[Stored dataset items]
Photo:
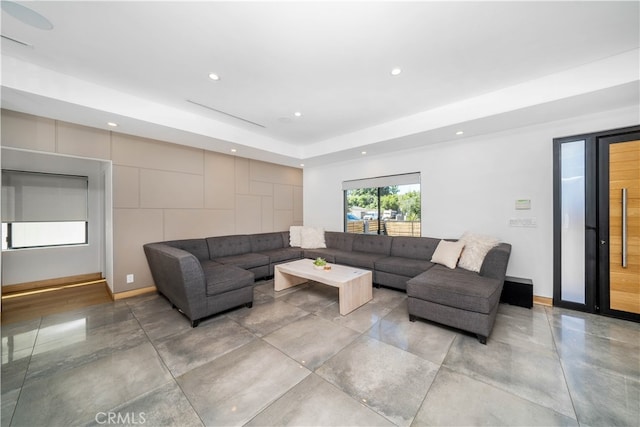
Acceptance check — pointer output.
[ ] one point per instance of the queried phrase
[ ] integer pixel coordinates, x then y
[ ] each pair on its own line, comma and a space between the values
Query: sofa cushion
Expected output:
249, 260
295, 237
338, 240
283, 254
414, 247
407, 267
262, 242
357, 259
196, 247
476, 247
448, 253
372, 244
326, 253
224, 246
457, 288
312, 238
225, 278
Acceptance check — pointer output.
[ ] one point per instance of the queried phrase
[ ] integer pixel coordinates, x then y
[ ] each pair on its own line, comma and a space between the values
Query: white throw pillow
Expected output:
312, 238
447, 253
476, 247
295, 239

---

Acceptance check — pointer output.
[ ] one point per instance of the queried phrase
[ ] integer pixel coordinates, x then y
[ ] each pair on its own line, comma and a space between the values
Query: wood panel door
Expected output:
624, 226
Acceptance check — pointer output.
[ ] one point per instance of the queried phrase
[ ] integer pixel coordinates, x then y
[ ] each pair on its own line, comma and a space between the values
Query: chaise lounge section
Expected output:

* * *

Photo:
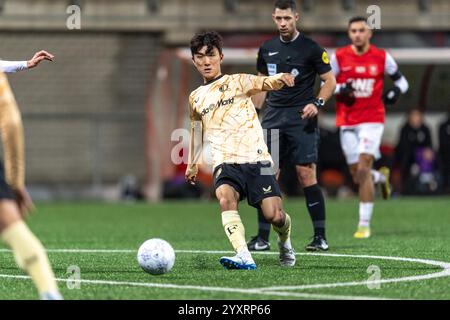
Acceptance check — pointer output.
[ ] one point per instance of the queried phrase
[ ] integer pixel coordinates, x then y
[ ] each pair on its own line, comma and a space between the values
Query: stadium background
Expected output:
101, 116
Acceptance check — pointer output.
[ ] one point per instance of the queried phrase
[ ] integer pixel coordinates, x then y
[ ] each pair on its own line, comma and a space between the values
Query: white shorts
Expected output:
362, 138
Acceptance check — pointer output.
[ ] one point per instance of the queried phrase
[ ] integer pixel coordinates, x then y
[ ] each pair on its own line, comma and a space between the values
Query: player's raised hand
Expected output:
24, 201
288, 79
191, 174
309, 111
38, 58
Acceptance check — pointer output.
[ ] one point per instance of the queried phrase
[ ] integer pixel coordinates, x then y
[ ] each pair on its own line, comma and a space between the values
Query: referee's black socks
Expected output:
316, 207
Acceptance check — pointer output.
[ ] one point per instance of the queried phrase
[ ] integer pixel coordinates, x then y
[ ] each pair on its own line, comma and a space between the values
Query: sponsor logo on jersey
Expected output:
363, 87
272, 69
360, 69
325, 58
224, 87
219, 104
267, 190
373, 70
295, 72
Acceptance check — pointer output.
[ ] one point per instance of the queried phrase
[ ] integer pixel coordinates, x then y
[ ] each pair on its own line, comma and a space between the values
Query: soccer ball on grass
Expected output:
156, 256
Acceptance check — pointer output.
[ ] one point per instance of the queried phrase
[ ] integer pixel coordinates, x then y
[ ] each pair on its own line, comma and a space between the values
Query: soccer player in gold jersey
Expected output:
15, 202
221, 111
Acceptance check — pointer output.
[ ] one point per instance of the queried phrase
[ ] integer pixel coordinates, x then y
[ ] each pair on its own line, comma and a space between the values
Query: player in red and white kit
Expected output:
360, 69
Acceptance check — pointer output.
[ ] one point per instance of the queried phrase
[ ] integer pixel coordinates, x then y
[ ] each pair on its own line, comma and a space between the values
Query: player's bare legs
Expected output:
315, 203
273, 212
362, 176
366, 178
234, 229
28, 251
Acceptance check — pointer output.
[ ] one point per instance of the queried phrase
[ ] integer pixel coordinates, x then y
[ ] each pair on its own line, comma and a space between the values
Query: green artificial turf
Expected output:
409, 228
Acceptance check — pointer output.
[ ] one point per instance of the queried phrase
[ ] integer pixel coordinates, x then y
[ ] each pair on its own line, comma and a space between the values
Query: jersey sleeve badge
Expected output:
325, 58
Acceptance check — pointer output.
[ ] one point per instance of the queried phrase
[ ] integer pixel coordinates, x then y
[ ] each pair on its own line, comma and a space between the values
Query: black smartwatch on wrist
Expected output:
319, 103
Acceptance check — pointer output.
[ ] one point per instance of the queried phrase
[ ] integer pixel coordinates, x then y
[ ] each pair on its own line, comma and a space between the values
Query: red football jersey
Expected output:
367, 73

== Assignment ==
Check each line above for the word "jersey". Then state how many lines contain it, and nothing more.

== Expected answer ==
4